- [Problem to solve]
Skip every line before the one containing "of the crop", then copy that line and the rest of the entries below exactly, through the last line.

- [Records supplied]
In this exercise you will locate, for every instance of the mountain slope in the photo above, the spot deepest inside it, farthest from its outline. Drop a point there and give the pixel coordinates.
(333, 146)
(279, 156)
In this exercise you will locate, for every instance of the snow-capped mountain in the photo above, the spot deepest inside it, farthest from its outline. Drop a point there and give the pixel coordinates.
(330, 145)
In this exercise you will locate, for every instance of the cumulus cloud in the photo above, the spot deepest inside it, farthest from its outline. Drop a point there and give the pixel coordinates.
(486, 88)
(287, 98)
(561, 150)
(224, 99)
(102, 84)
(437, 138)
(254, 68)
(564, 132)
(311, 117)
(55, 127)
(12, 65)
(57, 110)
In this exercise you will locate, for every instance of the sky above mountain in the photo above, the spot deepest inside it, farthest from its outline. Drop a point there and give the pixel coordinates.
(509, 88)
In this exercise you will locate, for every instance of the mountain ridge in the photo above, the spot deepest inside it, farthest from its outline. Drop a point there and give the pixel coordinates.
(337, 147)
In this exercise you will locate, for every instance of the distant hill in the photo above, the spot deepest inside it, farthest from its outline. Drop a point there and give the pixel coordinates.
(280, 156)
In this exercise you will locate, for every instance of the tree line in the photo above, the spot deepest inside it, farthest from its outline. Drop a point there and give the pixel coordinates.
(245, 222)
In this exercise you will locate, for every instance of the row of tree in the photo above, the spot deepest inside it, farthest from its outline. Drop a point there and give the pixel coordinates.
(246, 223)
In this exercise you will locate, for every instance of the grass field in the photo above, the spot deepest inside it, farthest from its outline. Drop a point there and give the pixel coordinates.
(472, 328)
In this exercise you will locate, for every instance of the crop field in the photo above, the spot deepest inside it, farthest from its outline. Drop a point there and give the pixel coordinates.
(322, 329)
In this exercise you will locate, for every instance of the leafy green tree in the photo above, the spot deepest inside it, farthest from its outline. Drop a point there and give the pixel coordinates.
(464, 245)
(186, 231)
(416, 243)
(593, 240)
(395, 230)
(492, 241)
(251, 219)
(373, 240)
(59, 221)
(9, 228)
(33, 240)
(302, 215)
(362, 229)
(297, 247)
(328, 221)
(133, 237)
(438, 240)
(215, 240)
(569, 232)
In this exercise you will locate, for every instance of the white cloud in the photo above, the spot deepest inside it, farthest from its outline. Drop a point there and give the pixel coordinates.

- [Expected answer]
In this exercise you will locate, for every instance of the crop field in the photo above, the spot deepest inside it, farthest from its outline. Drop a point there and give the pixel coordinates.
(322, 329)
In this exercise you will locate, for every instance of the leafy green tree in the photo above, the spot deepest inside it, farthest from its outline. Drop a point there and give the pixel coordinates.
(464, 245)
(186, 231)
(416, 243)
(593, 240)
(395, 230)
(492, 241)
(251, 219)
(373, 240)
(59, 221)
(9, 228)
(33, 240)
(302, 215)
(362, 229)
(297, 247)
(328, 221)
(133, 237)
(438, 240)
(215, 240)
(569, 232)
In this exercise you will locate, for every instance of the white cloud in the photo above, the spot deepest inside it, farthest from its outline. Drop a point there and give the pixel coordinates.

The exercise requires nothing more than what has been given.